_Task_
Could you please find each line in the records that contains the word "below" and copy it?
Provided information START
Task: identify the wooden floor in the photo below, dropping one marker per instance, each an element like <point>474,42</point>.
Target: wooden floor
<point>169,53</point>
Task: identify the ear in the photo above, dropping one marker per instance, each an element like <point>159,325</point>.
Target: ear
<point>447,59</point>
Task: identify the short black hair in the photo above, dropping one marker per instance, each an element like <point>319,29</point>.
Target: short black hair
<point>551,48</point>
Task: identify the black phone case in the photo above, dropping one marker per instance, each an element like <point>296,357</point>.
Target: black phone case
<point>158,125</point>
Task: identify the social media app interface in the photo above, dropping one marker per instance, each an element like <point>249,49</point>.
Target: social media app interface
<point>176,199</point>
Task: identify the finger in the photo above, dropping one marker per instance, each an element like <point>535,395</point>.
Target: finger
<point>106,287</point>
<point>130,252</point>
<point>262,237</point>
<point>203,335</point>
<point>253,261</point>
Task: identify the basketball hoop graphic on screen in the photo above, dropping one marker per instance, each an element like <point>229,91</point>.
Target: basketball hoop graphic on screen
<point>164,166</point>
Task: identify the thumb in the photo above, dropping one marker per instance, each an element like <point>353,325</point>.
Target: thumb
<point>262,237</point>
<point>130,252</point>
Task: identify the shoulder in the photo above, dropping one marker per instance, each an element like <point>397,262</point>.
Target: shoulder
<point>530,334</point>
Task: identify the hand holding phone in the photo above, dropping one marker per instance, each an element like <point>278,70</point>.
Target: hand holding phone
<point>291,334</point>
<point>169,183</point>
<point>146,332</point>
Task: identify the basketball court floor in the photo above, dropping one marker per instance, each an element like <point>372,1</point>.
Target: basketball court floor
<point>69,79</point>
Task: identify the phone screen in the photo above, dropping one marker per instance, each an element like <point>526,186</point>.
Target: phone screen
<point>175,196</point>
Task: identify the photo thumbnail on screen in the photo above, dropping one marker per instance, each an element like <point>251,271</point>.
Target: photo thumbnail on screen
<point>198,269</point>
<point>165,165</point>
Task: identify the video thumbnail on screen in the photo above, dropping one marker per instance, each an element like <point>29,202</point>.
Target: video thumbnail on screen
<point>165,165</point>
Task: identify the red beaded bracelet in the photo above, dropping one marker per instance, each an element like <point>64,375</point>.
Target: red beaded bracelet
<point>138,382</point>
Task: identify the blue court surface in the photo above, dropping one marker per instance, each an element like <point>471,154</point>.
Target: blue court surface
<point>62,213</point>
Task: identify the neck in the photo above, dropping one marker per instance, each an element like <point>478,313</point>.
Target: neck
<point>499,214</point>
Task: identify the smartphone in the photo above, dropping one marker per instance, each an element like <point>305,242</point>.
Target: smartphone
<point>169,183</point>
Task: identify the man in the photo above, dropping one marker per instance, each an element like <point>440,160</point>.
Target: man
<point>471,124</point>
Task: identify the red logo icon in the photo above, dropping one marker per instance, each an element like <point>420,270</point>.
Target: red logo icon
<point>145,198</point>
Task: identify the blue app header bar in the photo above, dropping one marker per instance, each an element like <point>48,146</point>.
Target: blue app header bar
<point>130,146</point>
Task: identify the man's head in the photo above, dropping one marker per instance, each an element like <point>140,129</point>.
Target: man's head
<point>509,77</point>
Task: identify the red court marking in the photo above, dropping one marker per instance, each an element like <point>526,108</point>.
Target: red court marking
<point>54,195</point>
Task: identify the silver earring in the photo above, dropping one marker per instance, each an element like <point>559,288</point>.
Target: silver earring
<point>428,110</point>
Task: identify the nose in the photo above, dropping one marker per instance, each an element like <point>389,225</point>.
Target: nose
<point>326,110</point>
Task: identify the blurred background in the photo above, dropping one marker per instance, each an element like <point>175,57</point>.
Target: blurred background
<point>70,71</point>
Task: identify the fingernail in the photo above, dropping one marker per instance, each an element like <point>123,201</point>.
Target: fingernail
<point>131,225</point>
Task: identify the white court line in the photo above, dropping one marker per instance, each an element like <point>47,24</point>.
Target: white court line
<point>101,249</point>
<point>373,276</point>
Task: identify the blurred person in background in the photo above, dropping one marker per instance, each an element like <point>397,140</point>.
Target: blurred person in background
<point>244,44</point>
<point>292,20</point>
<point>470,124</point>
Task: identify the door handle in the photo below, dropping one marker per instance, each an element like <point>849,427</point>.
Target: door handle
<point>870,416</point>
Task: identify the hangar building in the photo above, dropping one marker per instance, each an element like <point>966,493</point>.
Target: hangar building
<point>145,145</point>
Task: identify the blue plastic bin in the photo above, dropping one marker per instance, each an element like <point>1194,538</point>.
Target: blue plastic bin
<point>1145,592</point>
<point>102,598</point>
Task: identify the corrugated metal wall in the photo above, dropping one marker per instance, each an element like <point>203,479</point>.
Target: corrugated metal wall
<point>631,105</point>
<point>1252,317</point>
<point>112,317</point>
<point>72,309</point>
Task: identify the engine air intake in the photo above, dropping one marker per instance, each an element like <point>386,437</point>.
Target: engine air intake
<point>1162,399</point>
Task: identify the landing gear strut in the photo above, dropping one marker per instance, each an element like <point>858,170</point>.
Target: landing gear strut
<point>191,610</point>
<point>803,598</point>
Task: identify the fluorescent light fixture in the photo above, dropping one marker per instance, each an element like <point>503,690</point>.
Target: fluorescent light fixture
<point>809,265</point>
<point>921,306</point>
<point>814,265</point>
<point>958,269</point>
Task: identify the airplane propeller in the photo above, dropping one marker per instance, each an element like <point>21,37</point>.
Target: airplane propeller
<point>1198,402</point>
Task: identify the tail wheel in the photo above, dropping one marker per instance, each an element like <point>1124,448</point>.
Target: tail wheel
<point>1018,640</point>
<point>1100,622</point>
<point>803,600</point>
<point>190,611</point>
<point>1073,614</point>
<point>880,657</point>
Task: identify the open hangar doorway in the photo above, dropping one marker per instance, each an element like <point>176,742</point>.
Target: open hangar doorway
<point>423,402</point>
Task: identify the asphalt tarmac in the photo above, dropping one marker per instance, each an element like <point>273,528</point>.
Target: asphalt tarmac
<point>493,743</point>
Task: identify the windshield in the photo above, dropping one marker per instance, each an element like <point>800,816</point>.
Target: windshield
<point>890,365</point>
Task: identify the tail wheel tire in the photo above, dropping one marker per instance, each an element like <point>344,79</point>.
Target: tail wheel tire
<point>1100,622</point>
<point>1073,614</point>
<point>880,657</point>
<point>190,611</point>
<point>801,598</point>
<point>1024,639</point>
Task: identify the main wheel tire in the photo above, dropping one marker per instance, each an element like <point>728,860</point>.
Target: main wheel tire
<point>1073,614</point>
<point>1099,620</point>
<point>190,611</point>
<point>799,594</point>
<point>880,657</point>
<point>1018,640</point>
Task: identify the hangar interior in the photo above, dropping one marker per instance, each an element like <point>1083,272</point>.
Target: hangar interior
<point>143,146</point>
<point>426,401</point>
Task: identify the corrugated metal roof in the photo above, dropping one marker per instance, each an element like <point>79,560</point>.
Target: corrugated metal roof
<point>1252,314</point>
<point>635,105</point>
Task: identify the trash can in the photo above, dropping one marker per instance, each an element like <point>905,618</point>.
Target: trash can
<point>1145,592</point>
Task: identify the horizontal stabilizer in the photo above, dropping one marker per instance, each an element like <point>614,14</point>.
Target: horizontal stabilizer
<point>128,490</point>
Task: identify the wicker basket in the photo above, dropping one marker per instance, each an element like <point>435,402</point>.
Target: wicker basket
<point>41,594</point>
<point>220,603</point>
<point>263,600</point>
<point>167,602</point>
Provided information END
_Expected output_
Task: identify the wooden floor in the photo below, dropping one marker per instance, each an element like <point>474,42</point>.
Task: identify the door handle in the photo below, dropping one marker per instance, each an element like <point>849,427</point>.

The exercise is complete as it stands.